* [TASK OBJECTIVE]
Please write out exactly the line containing "You are given a photograph. For the building facade" below and every line after it, through the last one, but leave out any pictures.

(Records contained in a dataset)
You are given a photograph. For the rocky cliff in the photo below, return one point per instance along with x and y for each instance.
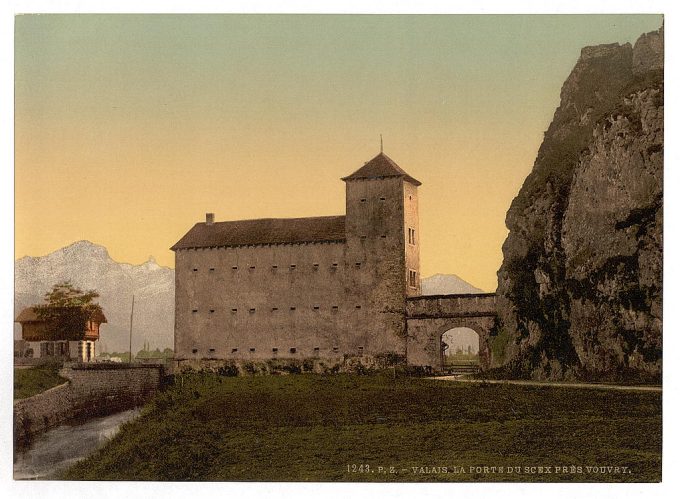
(580, 286)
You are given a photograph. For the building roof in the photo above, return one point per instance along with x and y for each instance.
(28, 315)
(380, 167)
(264, 231)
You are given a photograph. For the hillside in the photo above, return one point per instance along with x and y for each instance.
(581, 280)
(89, 266)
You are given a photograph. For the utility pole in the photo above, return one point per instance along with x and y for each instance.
(132, 312)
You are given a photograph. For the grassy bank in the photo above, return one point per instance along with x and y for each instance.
(34, 380)
(328, 428)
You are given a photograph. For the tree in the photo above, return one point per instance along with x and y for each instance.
(67, 311)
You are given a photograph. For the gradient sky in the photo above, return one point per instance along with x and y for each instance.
(128, 128)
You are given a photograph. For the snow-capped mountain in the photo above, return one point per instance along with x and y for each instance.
(89, 266)
(447, 284)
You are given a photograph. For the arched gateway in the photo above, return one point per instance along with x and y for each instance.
(429, 317)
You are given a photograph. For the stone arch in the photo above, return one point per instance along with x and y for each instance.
(424, 339)
(460, 341)
(429, 317)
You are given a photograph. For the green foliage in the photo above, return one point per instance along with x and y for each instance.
(34, 380)
(310, 427)
(67, 310)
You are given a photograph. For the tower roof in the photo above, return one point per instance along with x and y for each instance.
(380, 167)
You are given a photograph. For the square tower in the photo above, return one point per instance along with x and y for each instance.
(381, 227)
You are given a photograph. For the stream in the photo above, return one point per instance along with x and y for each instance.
(60, 447)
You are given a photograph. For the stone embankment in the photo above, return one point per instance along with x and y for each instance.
(92, 390)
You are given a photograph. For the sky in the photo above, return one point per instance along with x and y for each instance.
(129, 128)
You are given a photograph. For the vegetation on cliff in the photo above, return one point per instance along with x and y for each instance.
(580, 284)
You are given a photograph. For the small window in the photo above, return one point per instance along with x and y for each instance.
(412, 236)
(413, 278)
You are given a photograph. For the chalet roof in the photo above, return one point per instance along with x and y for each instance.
(264, 231)
(28, 315)
(380, 167)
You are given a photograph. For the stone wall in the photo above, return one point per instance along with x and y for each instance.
(452, 305)
(92, 390)
(304, 300)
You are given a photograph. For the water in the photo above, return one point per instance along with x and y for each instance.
(58, 448)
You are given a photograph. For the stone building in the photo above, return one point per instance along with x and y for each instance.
(320, 287)
(36, 343)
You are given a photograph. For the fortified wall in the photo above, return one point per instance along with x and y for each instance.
(92, 390)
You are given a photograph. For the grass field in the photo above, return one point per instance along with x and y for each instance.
(33, 380)
(354, 428)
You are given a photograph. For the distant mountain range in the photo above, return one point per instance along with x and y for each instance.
(447, 284)
(89, 266)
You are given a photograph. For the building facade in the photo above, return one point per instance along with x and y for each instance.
(320, 287)
(37, 343)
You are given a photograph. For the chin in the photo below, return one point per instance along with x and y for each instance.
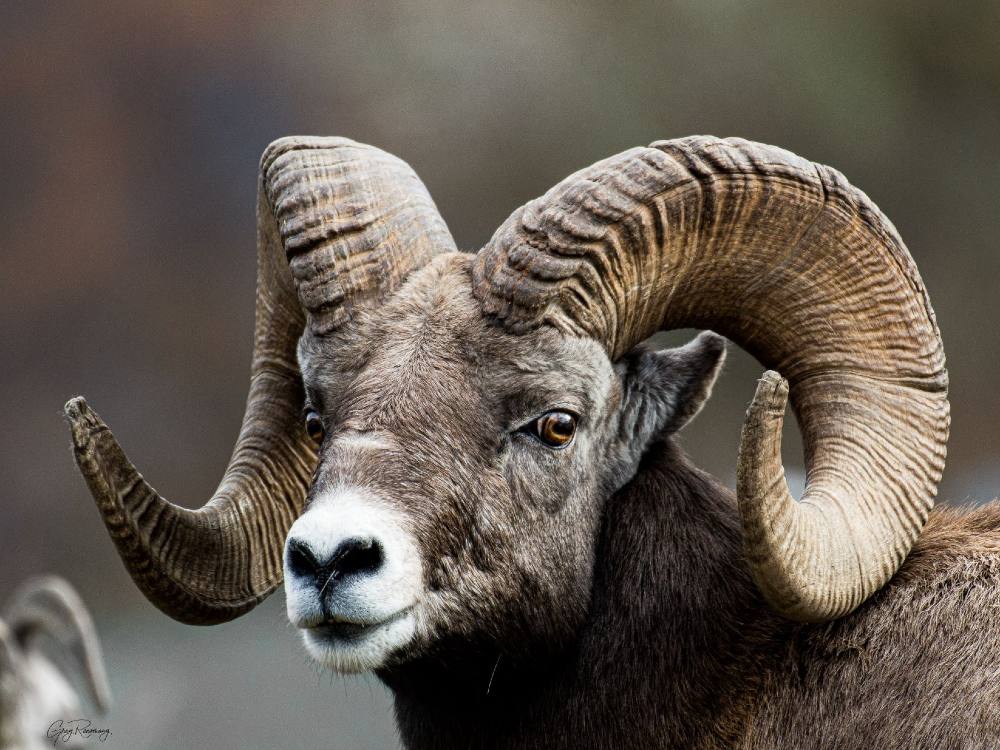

* [RESPONSE]
You are given a photograph. For the building facade in the photo above, return one point per instance along with x and y for each instance.
(320, 287)
(37, 343)
You are given a photograph. For the chin in the photo below, return one point per instance along with x and y for each instance.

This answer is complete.